Excerpt to read: Begin
Monday 11 February 2013
A falling out in Broken Barnet: Offord and Freer, on the road to nowhere in 2015
Feeling vulnerable? Local Tory MPs Mike Freer and Matthew Offord
Yes: there is trouble in Paradise. Let Mrs Angry explain.
Once upon a time in Broken Barnet there were two Conservative councillors who were Cabinet colleagues, and influential members of the Tory adminstration. Both of them had ambitions beyond the confines of Broken Barnet, and both stood successfully as parliamentary candidates for local constituencies.
Before entering parliament as MP for Finchley and Golders Green, Mike Freer had become Leader of Barnet Council, after a coup organised in part by the former Tory councillor Brian Coleman, now languishing in well deserved obscurity after his loss of power, and awaiting trial on a charges relating to an alleged assault of a local woman.(Hearing now listed for May 3rd, Uxbridge Magistrates Court, if you wish to make a note in your diary, or organise a coach party).
Both Freer and Offord were perhaps more easily elected than might have been the case: Freer's Labour predecessor in Finchley and Golders Green had been terminally ill during the latter part of his tenure as MP, tragic circumstances with predictable impact on the Labour vote: Matthew Offord only managed to scrape through with a margin of 106 votes and an acrimonious campaign, bitterly resented by the hard working Labour representative Andrew Dismore.
Offord's lacklustre career as Hendon MP has been marked by controversy, puntuated by curious incidents, outbursts, and gaffes: the use of parliamentary privilege to make personal accusations about former colleagues, the trip to Belize during the London riots to fight hurricanes and 'narco terrorism', the threat to use human rights legislation to defend his habit of bringing his political adviser, his long suffering Jack Russell Max, to work in the House of Commons, the heckling of a speaker in front of army chiefs at a dinner, the peculiar incidents involving broken wrists on honeymoon, and mugs flying out of cupboards ...
Mike Freer has been more circumspect in his time at Westminster, but has hardly set the political world on fire. Any attempts to gain advancement have come to nothing, possibly because, as it is rumoured, Eric Pickles is not an enormous fan of his: why is that, you may wonder?
Apart from asking questions relating to Whitehall's use of mobile phones - and to be fair, he must be an expert on this subject, being a veteran BT Vital Visionary - his proudest moment before this week would be the promotion of an anti-squatting bill, which has criminalised the occupation of any residential property.
Mike Freer: securing the anti-squatting rights of householders like Mr and Mrs Gaddafi, of Hampstead Garden Suburb
This legislation was pushed for by Freer after concerns were raised by the millionaire residents of Tory stronghold Hampstead Garden Suburb, in particular after the occupation of a vacant mansion in Winnington Road. Both Freer and Suburb Tory councillor Andrew Harper stated themselves to be very angry about this issue.
Excerpt to read: End
> [Things to do]
• A. Transcribe the part of the post on Offord and Freer that begins at the words "Once upon a" and stops after "for local constituencies.".
• B. According to the post on Offord and Freer, by what margin did Matthew Offord win his seat?
The records play no part in this work.
Material supplied: Begin
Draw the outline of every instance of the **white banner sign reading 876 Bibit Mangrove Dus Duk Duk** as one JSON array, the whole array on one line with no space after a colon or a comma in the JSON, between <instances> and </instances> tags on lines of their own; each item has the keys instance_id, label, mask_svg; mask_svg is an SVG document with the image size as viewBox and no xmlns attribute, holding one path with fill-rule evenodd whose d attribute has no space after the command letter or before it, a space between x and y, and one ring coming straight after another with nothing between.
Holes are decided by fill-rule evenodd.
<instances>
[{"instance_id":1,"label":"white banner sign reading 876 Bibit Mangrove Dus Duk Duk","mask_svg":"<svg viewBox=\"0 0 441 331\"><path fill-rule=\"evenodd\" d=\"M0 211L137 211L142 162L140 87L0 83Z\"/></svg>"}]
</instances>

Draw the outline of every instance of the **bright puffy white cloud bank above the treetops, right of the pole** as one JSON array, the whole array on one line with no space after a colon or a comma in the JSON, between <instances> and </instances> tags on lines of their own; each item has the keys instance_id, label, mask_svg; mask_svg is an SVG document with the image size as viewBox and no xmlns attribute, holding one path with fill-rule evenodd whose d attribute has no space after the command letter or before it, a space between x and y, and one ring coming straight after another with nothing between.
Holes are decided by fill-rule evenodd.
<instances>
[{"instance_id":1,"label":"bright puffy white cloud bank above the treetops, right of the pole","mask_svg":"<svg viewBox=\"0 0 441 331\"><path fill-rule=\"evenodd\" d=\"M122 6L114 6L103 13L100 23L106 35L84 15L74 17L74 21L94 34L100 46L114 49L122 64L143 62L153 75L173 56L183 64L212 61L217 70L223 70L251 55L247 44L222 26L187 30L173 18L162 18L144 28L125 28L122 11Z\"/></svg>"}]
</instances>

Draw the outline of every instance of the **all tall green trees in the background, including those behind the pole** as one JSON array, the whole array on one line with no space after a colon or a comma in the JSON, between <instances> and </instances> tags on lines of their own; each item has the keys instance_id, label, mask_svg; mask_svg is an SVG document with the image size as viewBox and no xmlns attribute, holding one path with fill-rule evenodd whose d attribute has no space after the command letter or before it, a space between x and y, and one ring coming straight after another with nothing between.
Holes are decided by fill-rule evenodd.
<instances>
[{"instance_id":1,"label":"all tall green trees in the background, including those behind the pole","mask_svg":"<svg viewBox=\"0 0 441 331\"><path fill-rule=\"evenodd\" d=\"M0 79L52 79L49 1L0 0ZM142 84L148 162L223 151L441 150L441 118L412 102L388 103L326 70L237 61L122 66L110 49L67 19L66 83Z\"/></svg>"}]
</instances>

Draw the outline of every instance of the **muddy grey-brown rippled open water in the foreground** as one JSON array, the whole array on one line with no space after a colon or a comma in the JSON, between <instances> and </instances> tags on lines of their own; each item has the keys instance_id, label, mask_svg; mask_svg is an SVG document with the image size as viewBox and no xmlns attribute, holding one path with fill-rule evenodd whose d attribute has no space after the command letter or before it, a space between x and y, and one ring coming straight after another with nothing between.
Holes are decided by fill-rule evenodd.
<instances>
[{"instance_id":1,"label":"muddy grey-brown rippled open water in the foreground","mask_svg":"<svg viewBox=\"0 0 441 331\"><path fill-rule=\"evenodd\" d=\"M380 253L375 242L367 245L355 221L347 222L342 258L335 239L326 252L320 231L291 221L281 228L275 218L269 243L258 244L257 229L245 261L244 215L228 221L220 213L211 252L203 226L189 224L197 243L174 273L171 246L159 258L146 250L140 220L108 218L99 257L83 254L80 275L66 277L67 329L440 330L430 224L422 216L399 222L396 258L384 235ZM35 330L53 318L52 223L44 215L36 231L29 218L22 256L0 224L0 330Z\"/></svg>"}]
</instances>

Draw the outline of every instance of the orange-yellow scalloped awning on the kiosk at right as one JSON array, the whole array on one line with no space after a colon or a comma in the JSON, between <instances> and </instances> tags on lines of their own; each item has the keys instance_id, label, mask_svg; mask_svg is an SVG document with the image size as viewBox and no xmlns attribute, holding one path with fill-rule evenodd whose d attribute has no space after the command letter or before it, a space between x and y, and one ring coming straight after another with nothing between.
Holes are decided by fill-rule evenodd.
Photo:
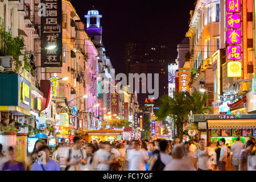
<instances>
[{"instance_id":1,"label":"orange-yellow scalloped awning on the kiosk at right","mask_svg":"<svg viewBox=\"0 0 256 182\"><path fill-rule=\"evenodd\" d=\"M208 119L208 129L256 129L256 119Z\"/></svg>"}]
</instances>

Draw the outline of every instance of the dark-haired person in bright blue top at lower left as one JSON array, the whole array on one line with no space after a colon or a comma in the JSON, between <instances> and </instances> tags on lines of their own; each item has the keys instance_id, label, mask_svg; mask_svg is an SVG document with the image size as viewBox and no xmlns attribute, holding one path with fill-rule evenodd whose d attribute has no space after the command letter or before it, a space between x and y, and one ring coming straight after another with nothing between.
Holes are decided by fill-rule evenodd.
<instances>
[{"instance_id":1,"label":"dark-haired person in bright blue top at lower left","mask_svg":"<svg viewBox=\"0 0 256 182\"><path fill-rule=\"evenodd\" d=\"M42 156L40 156L40 160L37 160L31 167L31 171L60 171L59 164L50 159L51 148L44 144L39 149Z\"/></svg>"}]
</instances>

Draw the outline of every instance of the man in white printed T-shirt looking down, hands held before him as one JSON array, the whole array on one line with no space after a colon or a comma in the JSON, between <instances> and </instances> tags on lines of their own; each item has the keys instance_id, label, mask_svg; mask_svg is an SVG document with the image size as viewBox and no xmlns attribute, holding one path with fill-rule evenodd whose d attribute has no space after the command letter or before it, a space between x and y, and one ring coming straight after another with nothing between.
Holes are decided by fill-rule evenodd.
<instances>
[{"instance_id":1,"label":"man in white printed T-shirt looking down, hands held before him","mask_svg":"<svg viewBox=\"0 0 256 182\"><path fill-rule=\"evenodd\" d=\"M65 171L82 171L83 164L86 164L86 154L82 151L82 139L74 137L74 146L69 148L65 158Z\"/></svg>"}]
</instances>

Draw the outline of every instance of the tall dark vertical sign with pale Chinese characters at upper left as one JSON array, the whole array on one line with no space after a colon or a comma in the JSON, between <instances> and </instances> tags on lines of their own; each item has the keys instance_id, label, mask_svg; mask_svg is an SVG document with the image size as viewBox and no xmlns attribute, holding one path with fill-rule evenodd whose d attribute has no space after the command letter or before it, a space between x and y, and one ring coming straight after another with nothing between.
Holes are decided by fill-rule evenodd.
<instances>
[{"instance_id":1,"label":"tall dark vertical sign with pale Chinese characters at upper left","mask_svg":"<svg viewBox=\"0 0 256 182\"><path fill-rule=\"evenodd\" d=\"M41 67L62 67L62 1L41 0L46 16L41 16ZM56 46L54 49L46 49Z\"/></svg>"}]
</instances>

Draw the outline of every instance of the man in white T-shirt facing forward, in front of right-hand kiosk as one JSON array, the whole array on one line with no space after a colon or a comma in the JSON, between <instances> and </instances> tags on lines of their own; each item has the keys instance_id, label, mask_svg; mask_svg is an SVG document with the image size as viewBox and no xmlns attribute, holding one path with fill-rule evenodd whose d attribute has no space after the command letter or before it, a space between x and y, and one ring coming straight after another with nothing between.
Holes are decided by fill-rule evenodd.
<instances>
[{"instance_id":1,"label":"man in white T-shirt facing forward, in front of right-hand kiosk","mask_svg":"<svg viewBox=\"0 0 256 182\"><path fill-rule=\"evenodd\" d=\"M209 163L209 154L207 149L205 148L205 140L199 140L200 148L195 151L194 155L194 166L197 168L198 171L212 171L212 167ZM198 163L198 165L197 165Z\"/></svg>"}]
</instances>

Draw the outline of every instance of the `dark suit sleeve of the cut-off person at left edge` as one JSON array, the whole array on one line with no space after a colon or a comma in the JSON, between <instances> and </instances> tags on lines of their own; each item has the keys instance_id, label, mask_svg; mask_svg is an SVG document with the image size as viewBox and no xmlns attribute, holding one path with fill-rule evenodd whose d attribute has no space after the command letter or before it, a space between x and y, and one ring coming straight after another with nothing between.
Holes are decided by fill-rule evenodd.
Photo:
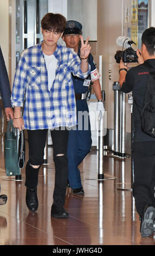
<instances>
[{"instance_id":1,"label":"dark suit sleeve of the cut-off person at left edge","mask_svg":"<svg viewBox=\"0 0 155 256\"><path fill-rule=\"evenodd\" d=\"M0 47L0 91L2 96L3 107L11 107L11 89L8 72L5 66L3 53Z\"/></svg>"}]
</instances>

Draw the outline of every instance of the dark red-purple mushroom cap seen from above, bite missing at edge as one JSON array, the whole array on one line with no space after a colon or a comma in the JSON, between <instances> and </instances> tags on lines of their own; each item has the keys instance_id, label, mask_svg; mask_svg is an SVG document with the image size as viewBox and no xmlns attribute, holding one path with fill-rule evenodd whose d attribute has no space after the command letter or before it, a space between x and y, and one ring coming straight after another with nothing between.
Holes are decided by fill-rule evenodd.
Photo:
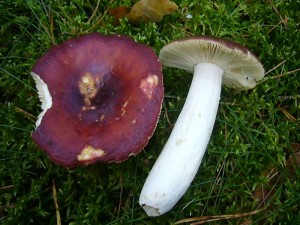
<instances>
[{"instance_id":1,"label":"dark red-purple mushroom cap seen from above, bite missing at edge","mask_svg":"<svg viewBox=\"0 0 300 225\"><path fill-rule=\"evenodd\" d=\"M42 113L32 138L65 167L120 162L142 150L161 110L161 64L126 36L87 34L33 66Z\"/></svg>"}]
</instances>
Material supplied: End
> [Responses to the tasks]
• A.
Once upon a time in Broken Barnet there were two Conservative councillors who were Cabinet colleagues, and influential members of the Tory adminstration. Both of them had ambitions beyond the confines of Broken Barnet, and both stood successfully as parliamentary candidates for local constituencies.

• B. 106 votes.